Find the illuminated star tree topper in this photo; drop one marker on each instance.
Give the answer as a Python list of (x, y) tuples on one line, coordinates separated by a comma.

---

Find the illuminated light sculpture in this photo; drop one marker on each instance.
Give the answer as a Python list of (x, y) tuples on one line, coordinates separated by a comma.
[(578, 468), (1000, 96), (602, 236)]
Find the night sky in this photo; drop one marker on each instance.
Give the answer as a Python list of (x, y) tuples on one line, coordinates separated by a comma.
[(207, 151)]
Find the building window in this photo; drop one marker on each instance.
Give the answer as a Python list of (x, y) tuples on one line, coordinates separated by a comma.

==

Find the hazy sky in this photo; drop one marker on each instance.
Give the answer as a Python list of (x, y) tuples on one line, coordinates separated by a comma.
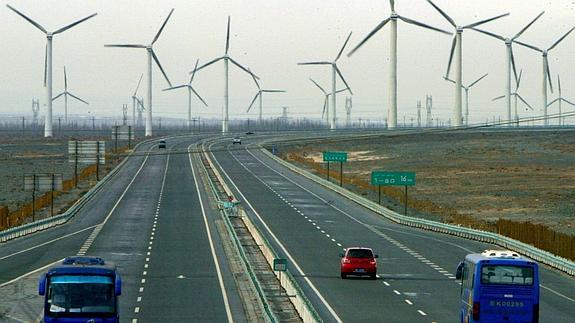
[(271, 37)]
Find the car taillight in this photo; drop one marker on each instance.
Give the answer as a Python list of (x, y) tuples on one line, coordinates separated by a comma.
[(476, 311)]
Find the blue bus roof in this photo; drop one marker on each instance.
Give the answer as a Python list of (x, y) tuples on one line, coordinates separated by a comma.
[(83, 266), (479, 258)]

TO DO =>
Locate each line in the material above that contains the word "this", and copy those lines out in full.

FINISHED EXERCISE =>
Find the illuminated star tree topper in this photo; drop one marker on each instance.
Find the illuminated light sculpture in this photo; drop one marker on each instance.
Find the night sky in this photo; drop one marker on each instance.
Find the building window in this photo; drop one marker on each instance.
Find the hazy sky in this photo; drop one marker on each instance.
Find the car taillight in this photo; drop one marker on each instance.
Find the blue bus roof in this photo; drop one marker on each instance.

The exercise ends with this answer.